Take the line that contains "of the walking" as the first line and the last line of the material below as the final one; reproduce exactly the lines between, inclusive.

Input for this task —
┌──

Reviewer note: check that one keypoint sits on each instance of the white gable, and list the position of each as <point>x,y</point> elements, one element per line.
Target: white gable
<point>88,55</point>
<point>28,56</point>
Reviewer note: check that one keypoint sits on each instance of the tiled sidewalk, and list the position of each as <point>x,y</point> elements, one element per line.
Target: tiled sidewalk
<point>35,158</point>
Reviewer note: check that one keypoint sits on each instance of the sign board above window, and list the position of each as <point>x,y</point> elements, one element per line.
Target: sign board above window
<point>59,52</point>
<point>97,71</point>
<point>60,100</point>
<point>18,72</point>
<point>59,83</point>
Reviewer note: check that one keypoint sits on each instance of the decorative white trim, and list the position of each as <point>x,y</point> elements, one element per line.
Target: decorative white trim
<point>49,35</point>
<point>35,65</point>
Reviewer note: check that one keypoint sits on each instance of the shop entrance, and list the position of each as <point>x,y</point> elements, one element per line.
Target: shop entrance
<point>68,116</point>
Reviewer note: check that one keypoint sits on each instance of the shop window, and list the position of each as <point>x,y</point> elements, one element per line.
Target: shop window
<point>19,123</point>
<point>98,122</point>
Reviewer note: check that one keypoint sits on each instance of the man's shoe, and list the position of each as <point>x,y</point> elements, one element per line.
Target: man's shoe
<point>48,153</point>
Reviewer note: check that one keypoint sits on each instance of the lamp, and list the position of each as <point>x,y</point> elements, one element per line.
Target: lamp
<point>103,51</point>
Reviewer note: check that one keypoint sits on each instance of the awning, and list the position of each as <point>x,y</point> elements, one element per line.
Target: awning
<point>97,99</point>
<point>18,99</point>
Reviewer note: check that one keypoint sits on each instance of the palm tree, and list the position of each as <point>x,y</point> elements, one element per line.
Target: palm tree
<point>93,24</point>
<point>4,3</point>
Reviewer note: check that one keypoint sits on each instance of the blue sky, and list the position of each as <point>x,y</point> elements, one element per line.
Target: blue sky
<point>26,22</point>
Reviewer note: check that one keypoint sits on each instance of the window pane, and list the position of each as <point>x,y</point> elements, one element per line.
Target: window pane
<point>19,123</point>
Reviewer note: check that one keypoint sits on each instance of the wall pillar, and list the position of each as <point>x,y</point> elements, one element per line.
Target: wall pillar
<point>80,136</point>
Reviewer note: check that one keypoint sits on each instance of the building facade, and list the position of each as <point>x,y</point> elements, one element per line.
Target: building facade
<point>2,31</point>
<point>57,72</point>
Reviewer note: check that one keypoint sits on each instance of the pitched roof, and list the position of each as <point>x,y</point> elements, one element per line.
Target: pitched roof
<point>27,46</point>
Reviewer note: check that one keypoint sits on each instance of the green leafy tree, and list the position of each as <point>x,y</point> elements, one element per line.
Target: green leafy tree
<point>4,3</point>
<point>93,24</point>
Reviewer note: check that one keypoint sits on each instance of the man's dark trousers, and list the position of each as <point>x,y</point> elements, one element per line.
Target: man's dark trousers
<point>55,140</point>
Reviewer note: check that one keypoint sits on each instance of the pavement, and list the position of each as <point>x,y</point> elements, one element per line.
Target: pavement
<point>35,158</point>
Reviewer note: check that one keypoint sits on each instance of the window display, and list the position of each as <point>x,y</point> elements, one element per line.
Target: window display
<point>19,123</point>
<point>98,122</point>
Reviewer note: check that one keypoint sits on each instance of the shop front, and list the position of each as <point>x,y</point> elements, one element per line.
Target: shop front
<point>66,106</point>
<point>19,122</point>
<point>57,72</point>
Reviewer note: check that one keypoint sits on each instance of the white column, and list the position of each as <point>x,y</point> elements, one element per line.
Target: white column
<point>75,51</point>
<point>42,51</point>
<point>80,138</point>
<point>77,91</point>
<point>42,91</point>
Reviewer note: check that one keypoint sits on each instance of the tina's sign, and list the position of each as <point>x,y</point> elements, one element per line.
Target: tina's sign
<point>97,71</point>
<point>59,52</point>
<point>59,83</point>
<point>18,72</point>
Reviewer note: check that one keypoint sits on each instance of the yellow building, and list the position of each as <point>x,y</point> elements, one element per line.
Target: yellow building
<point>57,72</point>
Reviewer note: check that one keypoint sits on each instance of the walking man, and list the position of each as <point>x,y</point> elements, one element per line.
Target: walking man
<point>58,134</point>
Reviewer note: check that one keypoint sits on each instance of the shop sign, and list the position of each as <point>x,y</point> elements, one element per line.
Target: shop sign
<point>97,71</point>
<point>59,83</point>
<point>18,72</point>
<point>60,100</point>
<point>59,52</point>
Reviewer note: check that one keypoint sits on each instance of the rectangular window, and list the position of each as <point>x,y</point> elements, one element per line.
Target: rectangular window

└──

Result of this task —
Reviewer note: check that one keypoint sits on each instance of the walking man, and list the position of each as <point>x,y</point> elements, one element per line.
Target: walking man
<point>58,134</point>
Reviewer note: check that one keypoint sits on each instance of the shop sign, and list the position of each as <point>x,y</point> elements, one element per line.
Target: shop sign
<point>97,71</point>
<point>59,83</point>
<point>18,72</point>
<point>60,100</point>
<point>59,52</point>
Reviewer note: check that one keypoint sits on each instance of the rectangular window, and list the position of each as <point>x,y</point> elements, one element per line.
Target: rectangular window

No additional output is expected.